=== Given records ===
━━━━━━━━

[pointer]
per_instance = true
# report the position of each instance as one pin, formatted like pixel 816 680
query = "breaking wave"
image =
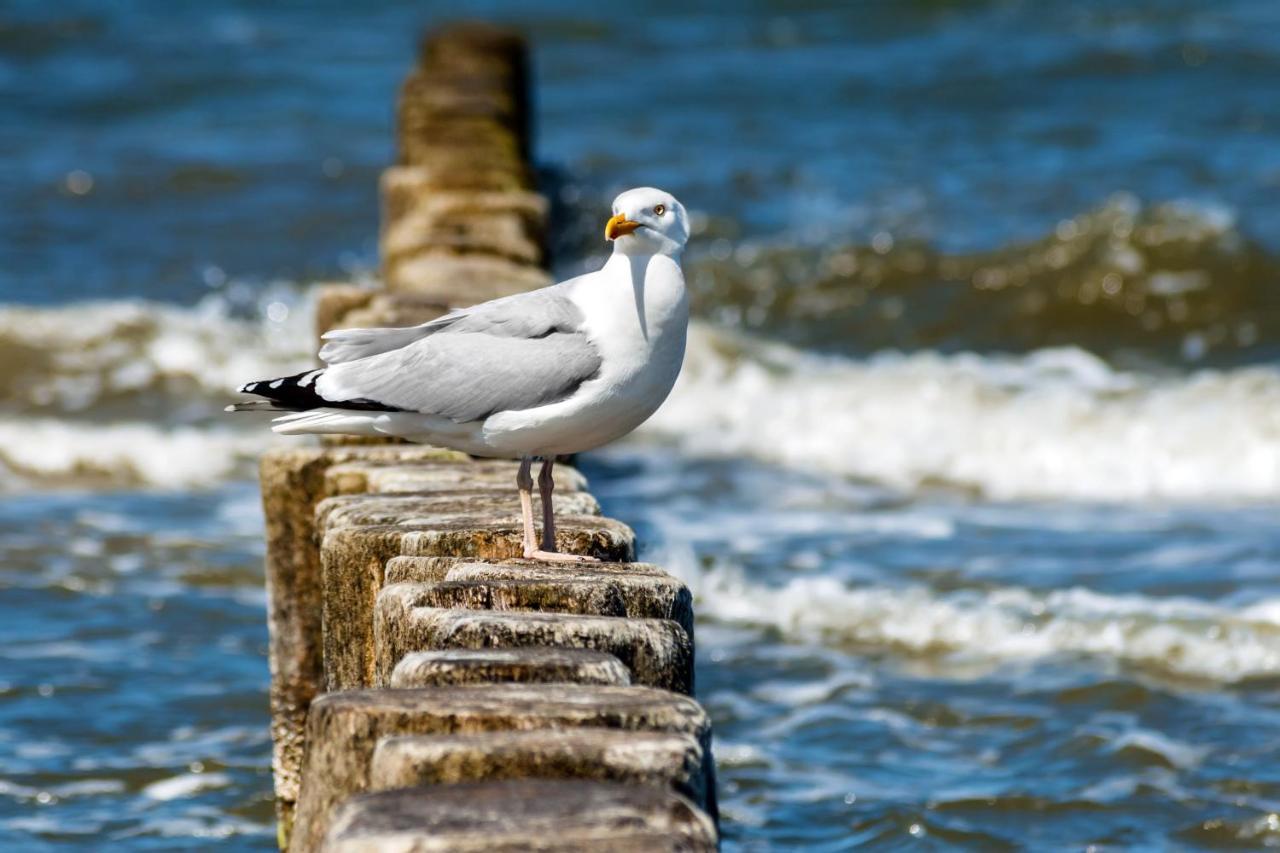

━━━━━━━━

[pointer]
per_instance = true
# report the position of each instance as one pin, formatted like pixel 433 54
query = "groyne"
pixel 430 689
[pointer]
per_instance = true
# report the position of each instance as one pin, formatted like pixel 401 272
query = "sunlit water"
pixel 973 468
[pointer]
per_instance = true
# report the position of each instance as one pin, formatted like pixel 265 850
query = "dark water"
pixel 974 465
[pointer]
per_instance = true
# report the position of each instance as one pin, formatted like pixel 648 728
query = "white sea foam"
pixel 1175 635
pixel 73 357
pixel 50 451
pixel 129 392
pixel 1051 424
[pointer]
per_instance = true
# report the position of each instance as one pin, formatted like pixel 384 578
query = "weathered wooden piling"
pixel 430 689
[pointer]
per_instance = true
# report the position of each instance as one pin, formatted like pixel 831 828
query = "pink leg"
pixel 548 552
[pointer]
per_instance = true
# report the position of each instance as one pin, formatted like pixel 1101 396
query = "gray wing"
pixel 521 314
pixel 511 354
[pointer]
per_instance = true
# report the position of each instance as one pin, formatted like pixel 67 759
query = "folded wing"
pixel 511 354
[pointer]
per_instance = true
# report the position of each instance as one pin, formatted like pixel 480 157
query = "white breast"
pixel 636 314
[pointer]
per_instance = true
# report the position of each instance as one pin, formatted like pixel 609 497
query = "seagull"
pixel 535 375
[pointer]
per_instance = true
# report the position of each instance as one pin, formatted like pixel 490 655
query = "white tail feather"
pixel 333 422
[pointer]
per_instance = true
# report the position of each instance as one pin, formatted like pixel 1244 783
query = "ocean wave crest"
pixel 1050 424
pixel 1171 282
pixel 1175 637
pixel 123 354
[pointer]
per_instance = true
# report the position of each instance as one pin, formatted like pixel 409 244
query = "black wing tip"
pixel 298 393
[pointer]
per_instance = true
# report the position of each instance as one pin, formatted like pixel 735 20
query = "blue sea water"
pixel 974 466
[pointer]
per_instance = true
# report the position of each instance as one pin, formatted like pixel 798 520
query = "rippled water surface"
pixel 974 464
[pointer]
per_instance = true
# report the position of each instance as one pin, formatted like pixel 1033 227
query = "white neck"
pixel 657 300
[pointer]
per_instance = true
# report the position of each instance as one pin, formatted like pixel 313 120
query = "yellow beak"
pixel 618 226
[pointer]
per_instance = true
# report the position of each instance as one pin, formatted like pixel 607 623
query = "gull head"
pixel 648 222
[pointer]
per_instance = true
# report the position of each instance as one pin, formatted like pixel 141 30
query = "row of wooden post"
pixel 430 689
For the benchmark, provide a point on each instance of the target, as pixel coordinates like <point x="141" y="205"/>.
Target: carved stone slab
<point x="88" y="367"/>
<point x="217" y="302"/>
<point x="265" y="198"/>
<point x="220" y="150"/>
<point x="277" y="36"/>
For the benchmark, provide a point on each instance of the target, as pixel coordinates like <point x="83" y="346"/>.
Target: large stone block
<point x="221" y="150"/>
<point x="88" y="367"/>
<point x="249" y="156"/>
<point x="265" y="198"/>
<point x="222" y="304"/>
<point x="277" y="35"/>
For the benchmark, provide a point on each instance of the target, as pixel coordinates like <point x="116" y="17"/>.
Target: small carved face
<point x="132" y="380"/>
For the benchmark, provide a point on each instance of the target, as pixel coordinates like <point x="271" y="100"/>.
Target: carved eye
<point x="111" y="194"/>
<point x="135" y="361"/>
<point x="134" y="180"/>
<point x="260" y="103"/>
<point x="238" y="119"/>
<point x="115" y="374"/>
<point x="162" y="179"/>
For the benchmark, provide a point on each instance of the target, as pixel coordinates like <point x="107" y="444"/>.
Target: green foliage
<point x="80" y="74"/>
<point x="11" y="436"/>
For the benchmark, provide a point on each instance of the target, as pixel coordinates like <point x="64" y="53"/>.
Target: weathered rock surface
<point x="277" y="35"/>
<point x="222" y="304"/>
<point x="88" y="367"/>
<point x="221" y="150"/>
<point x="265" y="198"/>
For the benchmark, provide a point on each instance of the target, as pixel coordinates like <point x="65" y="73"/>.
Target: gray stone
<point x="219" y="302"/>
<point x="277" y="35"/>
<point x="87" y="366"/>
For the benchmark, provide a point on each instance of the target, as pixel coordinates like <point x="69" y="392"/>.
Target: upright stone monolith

━━━━━━━━

Please pull out every line of the data above that contains the string "wave", treating uppercase and lowercase as different.

query = "breaking wave"
query = "ocean wave crest"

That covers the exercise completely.